# Text provided
***

Exactly where being chosen ends and choosing begins in something as complex as a human life is impossible to say. But this is clear: much of our identity – which means much of our lives – is chosen for us. Being in is often more a matter of being chosen than of choosing. Or perhaps it would be better to say it this way: the secondary act of choosing depends on the primary act of being chosen. At the risk of being thought sexist, I offer this example, only half-humorously. A man may choose to propose to a woman, but if she has not already chosen to accept, no marriage will happen. You may argue that the woman chooses to accept the proposal once it’s made, but I won’t be persuaded. I suspect – women being demonstrably much smarter than men in such matters – that a man generally proposes only when a woman has already decided to marry him and has set up the conditions conducive to his proposal. A man chooses a woman only because he has been chosen by the woman to do so. I say this not cynically, but thankfully.

It is true that our lives are determined by being “in” and that being “in” is very often a matter, not first of choosing, but of being chosen.

But what if you are not in? What if you are on the outside, looking in, longing to be in, but not chosen? Life provides many painful examples and reminders: not being chosen for any side during games at recess, or being chosen last every time; not being chosen for cheerleader or chorus or band or a host of other school activities; not being chosen by the “in group” at school and so having to sit at that table during lunch with those bunch of losers – you know what and who I mean; not being chosen to receive admission to the school of your dreams or to receive the scholarship that would make the school a financial possibility; not receiving the job offer you hoped for or maybe any job offer at all; not getting the promotion you so obviously deserved; not getting the girl or the guy – not being chosen, not being in. We all know how it feels to be on the outside looking in because we have not been chosen.

***

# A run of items
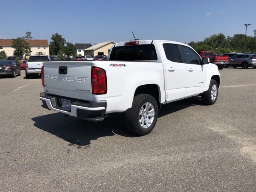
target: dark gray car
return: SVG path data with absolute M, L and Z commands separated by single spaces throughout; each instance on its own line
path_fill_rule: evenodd
M 228 66 L 234 68 L 242 67 L 247 69 L 249 67 L 256 68 L 256 54 L 239 54 L 230 58 Z

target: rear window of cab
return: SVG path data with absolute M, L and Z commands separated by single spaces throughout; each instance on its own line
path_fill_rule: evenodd
M 30 57 L 28 61 L 29 62 L 36 62 L 49 61 L 48 57 L 46 56 L 34 56 Z
M 157 60 L 152 44 L 114 47 L 109 58 L 112 61 L 152 61 Z

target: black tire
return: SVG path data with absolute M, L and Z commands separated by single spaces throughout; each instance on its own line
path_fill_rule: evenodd
M 142 108 L 145 106 L 144 104 L 147 102 L 150 102 L 153 105 L 154 109 L 154 116 L 152 123 L 148 128 L 144 128 L 139 122 L 140 117 L 142 118 L 141 116 L 140 115 L 140 112 Z M 152 108 L 149 109 L 152 109 Z M 148 115 L 148 114 L 147 114 Z M 126 112 L 126 125 L 130 131 L 136 135 L 139 136 L 146 135 L 150 133 L 155 126 L 158 115 L 158 106 L 155 98 L 150 95 L 140 94 L 134 97 L 133 98 L 132 108 L 127 110 Z M 146 114 L 145 115 L 146 115 Z M 144 123 L 143 122 L 143 126 L 146 126 L 146 122 Z
M 14 78 L 16 77 L 16 72 L 15 70 L 13 71 L 13 73 L 12 74 L 12 77 Z
M 246 62 L 243 62 L 242 63 L 242 68 L 243 69 L 247 69 L 248 68 L 248 64 Z
M 26 73 L 26 79 L 29 79 L 30 78 L 30 76 L 26 72 L 25 72 Z
M 212 99 L 211 93 L 212 88 L 213 87 L 214 85 L 216 86 L 216 88 L 217 88 L 217 94 L 215 99 L 213 100 Z M 211 79 L 210 83 L 210 85 L 209 86 L 209 88 L 208 89 L 208 90 L 204 92 L 202 96 L 202 100 L 204 103 L 207 105 L 213 105 L 215 103 L 215 102 L 216 102 L 216 101 L 217 100 L 217 98 L 218 98 L 219 93 L 218 89 L 219 86 L 216 80 L 214 79 Z

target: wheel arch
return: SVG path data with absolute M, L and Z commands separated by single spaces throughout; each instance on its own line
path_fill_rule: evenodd
M 214 79 L 217 82 L 217 83 L 218 83 L 218 87 L 220 87 L 220 76 L 218 75 L 214 75 L 212 76 L 211 78 L 211 79 Z
M 160 88 L 157 84 L 146 84 L 138 86 L 135 89 L 134 98 L 141 94 L 148 94 L 152 96 L 160 105 L 161 102 Z

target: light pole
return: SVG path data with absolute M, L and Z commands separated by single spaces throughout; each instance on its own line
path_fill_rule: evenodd
M 245 47 L 246 45 L 246 32 L 247 32 L 247 26 L 250 25 L 250 24 L 247 24 L 246 23 L 243 25 L 245 26 L 245 38 L 244 39 L 244 53 L 245 53 Z

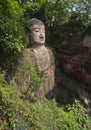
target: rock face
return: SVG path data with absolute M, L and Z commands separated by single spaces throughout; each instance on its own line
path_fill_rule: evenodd
M 23 51 L 16 72 L 10 77 L 10 81 L 16 83 L 22 93 L 32 94 L 29 90 L 33 89 L 32 92 L 43 99 L 54 86 L 54 73 L 54 56 L 50 49 L 45 46 L 37 49 L 27 48 Z M 33 79 L 36 78 L 34 75 L 37 79 Z M 42 85 L 38 83 L 40 81 L 35 81 L 40 80 L 39 78 L 42 80 Z M 36 83 L 31 84 L 32 79 Z

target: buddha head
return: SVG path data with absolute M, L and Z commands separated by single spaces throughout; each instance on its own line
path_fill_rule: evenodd
M 32 46 L 39 46 L 45 44 L 45 25 L 36 18 L 30 20 L 30 43 Z

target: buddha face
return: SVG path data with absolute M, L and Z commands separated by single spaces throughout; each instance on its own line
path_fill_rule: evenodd
M 45 44 L 45 26 L 34 24 L 31 27 L 31 42 L 33 45 Z

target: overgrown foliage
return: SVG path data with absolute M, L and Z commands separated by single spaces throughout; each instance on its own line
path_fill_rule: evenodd
M 91 118 L 79 101 L 58 107 L 53 100 L 23 98 L 17 86 L 8 84 L 0 73 L 0 130 L 90 130 Z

***

# Tasks
a – In the essay on being chosen, what does the secondary act of choosing depend on?
b – Write the next part of the essay on being chosen, picking up after its final sentence.

# Set of answers
a – It depends on the primary act of being chosen.

b –
“If you want to make an apple pie from scratch, you must first create the universe,” wrote Carl Sagan in Cosmos. Likewise, if you want to understand all this talk of being in and being chosen, you must first hear the Story: the Story of God choosing to create the universe from scratch – good and very good; the Story of God choosing to make man – male and female – in his own image and to place man in God’s creation with a vocation to bear that image and to steward that creation; the Story of man choosing to rebel against his Creator, to reject his vocation, and to be in creation on his own terms; the Story of the fall, of the image of God in man disfigured, of man subjected to death, and of all of creation subjected to futility, spiraling downward toward nonbeing. But you must also hear the Story of redemption – of God choosing to be in the world to put that world to rights, to restore his image in man, and to free creation from its bondage. You must hear the Story of Abram – of God choosing one man and creating, through him, one people, one nation, to receive blessing and to be blessing to all people, to all nations. You must hear the Story of that people, Israel – blessed by the God of Abraham, Isaac, and Jacob with covenant, law, land, word – the Story of Israel chosen by God to be the instrument through whom he would destroy sin and curse and restore righteousness and blessing to all creation, the Story of God’s single-plan-through-Israel-for-the-world (N. T. Wright, Justification). And you must hear the Story of Israel’s faithlessness to that plan; of Israel choosing to hoard for itself the covenant, law, land, and word; of Israel reveling in being “in” rather than revealing God to those who were outside.

Our ancestors were those who were outside, those who were not yet chosen, those called the gentiles, the nations, by the one nation chosen by God; those called the uncircumcision by the Jews who counted circumcision as the badge of identity, the physical sign of being in the covenant and purpose of God.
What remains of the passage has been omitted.